§ WRITTEN EXERCISE
Turn the entries below into a numbered list, one line per item, skipping any blank lines and leaving the pictures out.

——————

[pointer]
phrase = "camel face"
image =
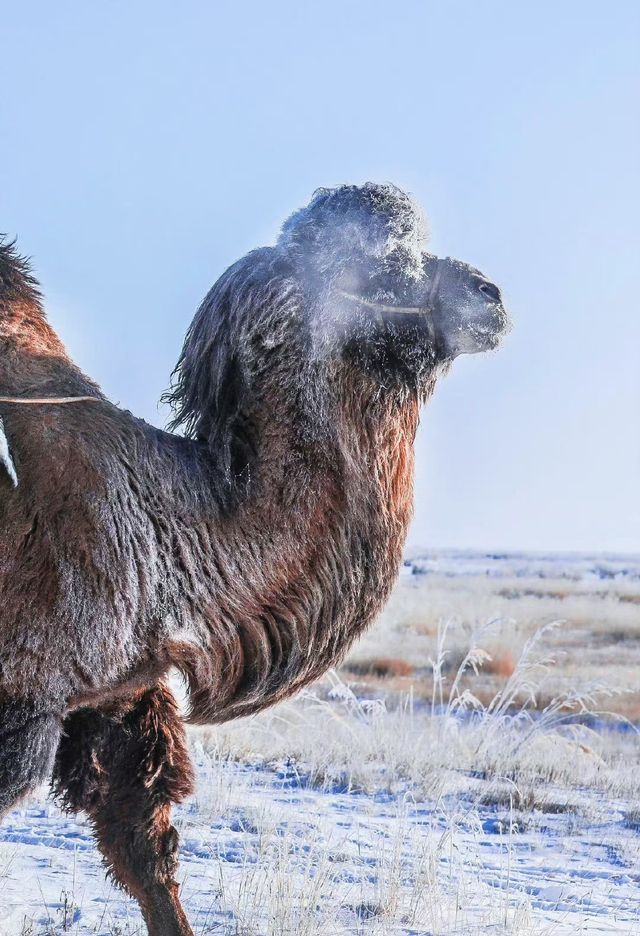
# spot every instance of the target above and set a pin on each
(377, 296)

——————

§ REPLY TO THE EXERCISE
1. [pointer]
2. phrase = "camel face"
3. image =
4. # spot every instance of the target above and set a pin on each
5. (377, 296)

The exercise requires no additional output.